[ 8.Applications of GNNs ]

( 참고 : CS224W: Machine Learning with Graphs )

8-1. Review
8-2. Graph Augmentation for GNNs (Intro)
8-3. Graph FEATURE Augmentation
8-4. Graph STRUCTURE Augmentation
8-5. Prediction with GNNs
8-6. Training GNNs
8-7. Examples

8-1. Review

becareful of adding GNN layers!

\(\rightarrow\) OVER-SMOOTHING problem

then…how to make expressivity with small GNN layers?

solution 1) Increase the expressive power within each GNN layer
solution 2) Add layers that do not pass messages
solution 3) (to use more layers…) use skip-connections

8-2. Graph Augmentation for GNNs (Intro)

raw input graph = computation graph?

\(\rightarrow\) let’s break this assumption!

Reason :

1) lack of features
2) problems of graph structure
- too sparse \(\rightarrow\) inefficient message passing
- too dense \(\rightarrow\) message passing too costly
- too large \(\rightarrow\) can’t fit graph into a GPU

so…why not use augmentation techniques?

1) graph FEATURE augmentation
- to solve “lack of features”
2) graph STRUCTURE augmentation
- to solve “problems of graph structure”
  - too sparse \(\rightarrow\) add virtual nodes
  - too dense \(\rightarrow\) sample neighbors, when message passing
  - too large\(\rightarrow\) sample subgraphs

8-3. Graph FEATURE Augmentation

Why?

(1) Reason 1 : input graphs does not have node features

( only have adjacency matrix )

### Extracted entries
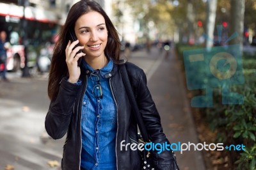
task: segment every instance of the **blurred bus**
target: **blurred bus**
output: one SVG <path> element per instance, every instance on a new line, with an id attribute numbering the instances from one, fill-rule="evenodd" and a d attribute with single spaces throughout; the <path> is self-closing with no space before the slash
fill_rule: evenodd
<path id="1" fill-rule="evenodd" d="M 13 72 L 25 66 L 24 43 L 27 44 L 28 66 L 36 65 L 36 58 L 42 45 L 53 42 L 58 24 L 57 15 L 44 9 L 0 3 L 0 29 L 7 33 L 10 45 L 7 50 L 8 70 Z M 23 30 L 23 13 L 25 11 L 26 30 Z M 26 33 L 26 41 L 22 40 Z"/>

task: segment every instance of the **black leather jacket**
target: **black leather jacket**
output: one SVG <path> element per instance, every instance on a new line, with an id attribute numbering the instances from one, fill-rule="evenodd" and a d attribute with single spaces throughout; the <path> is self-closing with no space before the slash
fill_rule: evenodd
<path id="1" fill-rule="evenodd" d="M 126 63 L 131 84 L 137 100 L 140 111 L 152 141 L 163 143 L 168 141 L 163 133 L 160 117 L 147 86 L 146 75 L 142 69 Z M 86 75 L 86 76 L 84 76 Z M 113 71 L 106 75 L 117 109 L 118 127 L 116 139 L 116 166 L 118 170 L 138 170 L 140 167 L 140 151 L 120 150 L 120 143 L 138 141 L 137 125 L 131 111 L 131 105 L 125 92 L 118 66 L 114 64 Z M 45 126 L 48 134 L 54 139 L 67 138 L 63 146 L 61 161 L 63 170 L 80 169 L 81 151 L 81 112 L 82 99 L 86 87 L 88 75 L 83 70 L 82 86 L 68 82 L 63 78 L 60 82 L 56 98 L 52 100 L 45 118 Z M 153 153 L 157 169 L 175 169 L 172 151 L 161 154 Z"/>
---
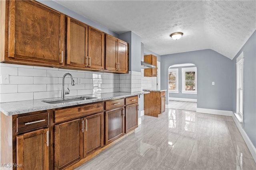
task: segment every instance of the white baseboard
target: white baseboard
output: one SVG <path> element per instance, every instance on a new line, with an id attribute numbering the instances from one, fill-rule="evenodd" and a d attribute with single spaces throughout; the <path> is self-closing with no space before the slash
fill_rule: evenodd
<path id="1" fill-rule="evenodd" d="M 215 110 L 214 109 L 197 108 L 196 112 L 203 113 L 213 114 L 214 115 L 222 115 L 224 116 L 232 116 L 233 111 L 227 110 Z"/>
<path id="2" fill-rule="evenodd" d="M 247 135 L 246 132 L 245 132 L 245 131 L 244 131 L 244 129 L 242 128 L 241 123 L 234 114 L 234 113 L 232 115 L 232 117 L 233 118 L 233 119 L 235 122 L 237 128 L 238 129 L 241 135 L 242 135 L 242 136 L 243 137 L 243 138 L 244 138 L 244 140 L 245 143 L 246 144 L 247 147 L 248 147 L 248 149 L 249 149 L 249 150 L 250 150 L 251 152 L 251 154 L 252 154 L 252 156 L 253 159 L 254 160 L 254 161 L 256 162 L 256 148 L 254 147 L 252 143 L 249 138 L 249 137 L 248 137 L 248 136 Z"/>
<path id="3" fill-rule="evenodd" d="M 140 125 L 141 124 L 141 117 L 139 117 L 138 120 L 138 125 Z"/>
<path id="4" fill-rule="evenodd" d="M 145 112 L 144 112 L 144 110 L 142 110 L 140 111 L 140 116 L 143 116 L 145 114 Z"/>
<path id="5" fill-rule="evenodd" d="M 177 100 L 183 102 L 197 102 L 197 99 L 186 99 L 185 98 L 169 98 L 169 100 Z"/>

### The tasks
• a. According to the GNN lecture notes, why is sampling subgraphs suggested as a graph structure augmentation? Answer in one to three sentences.
• b. In the GNN lecture notes, what problem comes from adding GNN layers?
• c. Say whether each statement agrees with the GNN lecture notes, and quote the deciding words.
(i) Skip-connections are offered as a way to use more layers.
(ii) A graph that is too dense is handled by adding virtual nodes.
(iii) The first reason given for graph feature augmentation is that input graphs have too many node features.
The items are not used in any of the tasks.

### Solutions for each task
• a. The notes suggest sampling subgraphs for graphs that are too large. A graph that is too large can't fit into a GPU.

• b. The over-smoothing problem.

• c.
(i) Yes: "(to use more layers…) use skip-connections"
(ii) No: "sample neighbors, when message passing"
(iii) No: "input graphs does not have node features"